GOAL →
From the line that holds "of the blurred" to the last line of the data, copy everything exactly; leave out all the rest.

DATA LINES →
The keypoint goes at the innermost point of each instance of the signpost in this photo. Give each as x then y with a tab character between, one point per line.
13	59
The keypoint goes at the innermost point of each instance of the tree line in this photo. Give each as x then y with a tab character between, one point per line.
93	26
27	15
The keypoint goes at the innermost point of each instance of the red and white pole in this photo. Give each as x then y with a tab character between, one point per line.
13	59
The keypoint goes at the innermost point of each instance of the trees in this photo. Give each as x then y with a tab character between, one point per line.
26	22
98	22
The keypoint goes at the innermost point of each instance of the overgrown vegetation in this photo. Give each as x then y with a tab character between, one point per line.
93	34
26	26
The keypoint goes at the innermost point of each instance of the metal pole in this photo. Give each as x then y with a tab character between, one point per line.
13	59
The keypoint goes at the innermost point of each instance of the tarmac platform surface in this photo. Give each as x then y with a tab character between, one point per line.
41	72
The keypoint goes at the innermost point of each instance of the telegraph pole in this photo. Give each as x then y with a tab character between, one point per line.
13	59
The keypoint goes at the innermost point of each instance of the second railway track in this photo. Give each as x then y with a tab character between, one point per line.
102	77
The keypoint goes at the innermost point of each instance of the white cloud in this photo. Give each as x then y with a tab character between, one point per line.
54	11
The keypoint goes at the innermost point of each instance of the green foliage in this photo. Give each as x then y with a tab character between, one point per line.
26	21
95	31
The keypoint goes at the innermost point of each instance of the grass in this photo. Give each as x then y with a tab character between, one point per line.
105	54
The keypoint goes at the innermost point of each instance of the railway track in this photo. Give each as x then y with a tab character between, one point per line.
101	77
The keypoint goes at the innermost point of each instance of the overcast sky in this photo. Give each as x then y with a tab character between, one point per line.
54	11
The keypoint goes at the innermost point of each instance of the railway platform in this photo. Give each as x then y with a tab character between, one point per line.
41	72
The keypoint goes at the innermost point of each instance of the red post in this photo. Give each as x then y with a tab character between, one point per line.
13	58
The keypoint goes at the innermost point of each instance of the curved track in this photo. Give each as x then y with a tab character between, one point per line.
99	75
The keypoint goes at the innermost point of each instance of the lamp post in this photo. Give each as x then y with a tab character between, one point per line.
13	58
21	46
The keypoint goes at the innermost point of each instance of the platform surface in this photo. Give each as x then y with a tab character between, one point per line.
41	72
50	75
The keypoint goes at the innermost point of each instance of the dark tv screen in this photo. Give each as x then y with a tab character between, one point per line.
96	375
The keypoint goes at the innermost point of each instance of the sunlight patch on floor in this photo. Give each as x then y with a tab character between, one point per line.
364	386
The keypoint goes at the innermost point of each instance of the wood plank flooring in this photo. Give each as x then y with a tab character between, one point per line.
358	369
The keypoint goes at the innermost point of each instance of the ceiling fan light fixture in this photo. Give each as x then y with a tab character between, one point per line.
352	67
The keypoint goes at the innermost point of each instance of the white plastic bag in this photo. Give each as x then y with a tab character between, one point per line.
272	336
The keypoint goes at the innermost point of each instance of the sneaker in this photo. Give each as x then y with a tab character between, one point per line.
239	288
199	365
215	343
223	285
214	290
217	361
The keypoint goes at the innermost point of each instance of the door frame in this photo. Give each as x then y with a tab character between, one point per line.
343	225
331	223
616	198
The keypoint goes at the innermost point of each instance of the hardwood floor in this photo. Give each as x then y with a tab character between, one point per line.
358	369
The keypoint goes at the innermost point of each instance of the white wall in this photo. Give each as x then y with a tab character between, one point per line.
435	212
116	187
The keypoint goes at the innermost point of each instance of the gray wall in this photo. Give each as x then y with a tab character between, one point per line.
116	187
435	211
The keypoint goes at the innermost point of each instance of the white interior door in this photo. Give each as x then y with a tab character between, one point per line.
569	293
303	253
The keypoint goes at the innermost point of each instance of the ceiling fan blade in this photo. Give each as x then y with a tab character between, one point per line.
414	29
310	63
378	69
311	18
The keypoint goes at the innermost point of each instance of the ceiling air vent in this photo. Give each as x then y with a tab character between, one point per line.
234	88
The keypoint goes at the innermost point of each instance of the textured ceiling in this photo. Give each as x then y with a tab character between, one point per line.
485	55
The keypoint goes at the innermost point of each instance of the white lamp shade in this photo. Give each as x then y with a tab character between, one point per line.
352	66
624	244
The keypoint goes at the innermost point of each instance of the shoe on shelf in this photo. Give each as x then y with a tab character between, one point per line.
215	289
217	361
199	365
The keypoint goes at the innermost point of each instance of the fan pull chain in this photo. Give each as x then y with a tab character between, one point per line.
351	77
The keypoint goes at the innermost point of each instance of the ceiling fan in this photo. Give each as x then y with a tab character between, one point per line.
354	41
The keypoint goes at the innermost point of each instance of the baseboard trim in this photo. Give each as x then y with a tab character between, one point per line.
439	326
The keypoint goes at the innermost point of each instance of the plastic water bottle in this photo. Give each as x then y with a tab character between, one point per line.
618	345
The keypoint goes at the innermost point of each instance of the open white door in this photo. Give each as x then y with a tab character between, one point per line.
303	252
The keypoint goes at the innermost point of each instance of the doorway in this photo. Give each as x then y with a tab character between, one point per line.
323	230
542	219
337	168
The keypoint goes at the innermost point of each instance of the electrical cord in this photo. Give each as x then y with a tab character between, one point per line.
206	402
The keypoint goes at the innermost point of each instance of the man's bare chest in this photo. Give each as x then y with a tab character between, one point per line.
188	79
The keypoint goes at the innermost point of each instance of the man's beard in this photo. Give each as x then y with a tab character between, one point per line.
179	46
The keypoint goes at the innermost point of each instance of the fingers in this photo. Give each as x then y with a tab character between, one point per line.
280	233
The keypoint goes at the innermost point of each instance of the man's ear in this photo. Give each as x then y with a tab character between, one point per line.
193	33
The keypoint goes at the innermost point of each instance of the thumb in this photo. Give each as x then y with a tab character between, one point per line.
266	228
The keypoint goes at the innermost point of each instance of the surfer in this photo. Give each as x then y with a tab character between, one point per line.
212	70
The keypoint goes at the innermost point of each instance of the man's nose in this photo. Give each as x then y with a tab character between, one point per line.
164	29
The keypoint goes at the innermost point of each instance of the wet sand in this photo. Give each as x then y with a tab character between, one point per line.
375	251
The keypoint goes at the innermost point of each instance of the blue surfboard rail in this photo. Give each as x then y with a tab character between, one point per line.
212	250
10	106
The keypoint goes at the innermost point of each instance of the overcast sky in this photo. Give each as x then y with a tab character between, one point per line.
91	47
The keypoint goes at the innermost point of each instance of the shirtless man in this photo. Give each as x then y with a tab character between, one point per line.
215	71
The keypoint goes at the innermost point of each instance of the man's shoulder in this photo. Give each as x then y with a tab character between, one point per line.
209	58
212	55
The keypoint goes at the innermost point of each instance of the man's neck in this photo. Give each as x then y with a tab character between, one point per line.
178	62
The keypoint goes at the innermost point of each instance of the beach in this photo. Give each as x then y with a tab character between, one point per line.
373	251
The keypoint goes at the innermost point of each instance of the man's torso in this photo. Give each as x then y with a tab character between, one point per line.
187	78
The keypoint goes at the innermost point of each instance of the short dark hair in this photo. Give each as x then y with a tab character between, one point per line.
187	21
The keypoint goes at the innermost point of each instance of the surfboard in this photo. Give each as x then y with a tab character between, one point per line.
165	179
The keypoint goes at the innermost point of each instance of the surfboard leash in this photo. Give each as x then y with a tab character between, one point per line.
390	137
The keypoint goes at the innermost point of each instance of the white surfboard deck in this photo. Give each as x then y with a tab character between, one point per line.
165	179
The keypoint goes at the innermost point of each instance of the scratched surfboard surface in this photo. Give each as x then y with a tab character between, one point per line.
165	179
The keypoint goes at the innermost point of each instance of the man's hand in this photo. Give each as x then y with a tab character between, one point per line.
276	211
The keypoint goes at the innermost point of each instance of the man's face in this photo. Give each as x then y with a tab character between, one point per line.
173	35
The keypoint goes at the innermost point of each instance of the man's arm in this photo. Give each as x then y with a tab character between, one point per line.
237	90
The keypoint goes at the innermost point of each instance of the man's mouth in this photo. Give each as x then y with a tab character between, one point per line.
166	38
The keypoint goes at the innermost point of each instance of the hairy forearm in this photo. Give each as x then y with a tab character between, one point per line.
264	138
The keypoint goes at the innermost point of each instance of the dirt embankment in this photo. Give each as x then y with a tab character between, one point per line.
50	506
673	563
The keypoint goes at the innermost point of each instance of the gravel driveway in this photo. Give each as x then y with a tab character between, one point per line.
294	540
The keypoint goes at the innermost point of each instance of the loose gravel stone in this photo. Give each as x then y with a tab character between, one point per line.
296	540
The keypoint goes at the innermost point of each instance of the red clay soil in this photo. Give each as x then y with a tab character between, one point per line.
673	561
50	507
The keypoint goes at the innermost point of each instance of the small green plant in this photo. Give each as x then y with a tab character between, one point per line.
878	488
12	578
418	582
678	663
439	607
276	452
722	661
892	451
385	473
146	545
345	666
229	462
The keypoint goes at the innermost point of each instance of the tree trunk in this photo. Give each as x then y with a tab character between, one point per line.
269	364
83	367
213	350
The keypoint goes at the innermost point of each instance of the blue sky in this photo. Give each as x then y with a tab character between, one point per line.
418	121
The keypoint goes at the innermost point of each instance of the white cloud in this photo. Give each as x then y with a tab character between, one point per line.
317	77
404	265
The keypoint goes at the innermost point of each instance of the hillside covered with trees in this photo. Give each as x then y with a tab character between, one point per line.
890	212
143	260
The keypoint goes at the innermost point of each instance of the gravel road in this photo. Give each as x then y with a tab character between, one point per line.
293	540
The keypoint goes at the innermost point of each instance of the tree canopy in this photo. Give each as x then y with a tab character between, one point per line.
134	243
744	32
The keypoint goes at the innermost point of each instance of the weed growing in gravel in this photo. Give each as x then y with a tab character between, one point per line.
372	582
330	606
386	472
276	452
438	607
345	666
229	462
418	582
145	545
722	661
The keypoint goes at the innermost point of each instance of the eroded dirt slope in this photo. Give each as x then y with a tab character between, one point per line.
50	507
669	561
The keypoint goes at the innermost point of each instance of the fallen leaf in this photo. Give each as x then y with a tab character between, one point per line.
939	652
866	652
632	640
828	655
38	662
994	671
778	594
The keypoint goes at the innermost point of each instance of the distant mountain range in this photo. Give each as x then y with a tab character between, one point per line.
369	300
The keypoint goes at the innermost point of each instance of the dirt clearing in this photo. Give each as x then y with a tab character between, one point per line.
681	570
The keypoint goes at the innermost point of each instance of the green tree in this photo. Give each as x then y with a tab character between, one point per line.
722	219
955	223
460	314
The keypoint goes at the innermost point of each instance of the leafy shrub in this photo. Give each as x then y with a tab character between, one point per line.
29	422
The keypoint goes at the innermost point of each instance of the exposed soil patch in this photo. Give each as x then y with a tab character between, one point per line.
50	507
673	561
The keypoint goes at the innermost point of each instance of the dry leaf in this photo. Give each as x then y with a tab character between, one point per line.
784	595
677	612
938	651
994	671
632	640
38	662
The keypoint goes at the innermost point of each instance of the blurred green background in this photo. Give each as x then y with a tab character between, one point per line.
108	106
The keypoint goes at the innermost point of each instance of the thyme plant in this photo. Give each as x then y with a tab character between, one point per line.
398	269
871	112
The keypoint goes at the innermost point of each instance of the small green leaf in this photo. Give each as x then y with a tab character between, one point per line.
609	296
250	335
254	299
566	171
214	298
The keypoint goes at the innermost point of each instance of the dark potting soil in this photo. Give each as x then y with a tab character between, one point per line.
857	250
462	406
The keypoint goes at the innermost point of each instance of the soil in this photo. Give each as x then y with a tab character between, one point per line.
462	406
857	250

REPLY →
The keypoint goes at the innermost point of each instance of the blurred green background in this photo. Give each as x then y with a tab character between, one point per line.
108	106
The keypoint goes at the innermost point of each instance of the thyme plant in this photo. Give each as x then y with a tab character between, one point per line.
398	269
871	112
The keypoint goes at the innermost point of each instance of the small green leaf in this photo. Give each as x then y with a tab character between, one point per line.
609	296
250	335
254	299
566	171
214	298
The keypoint goes at the innermost point of each instance of the dark potting soil in this photo. Give each as x then y with a tab character between, one point per line.
857	250
462	406
The keypoint goes at the innermost point of each instance of the soil in this photo. Give each as x then y with a tab character between, one point per line.
462	406
857	250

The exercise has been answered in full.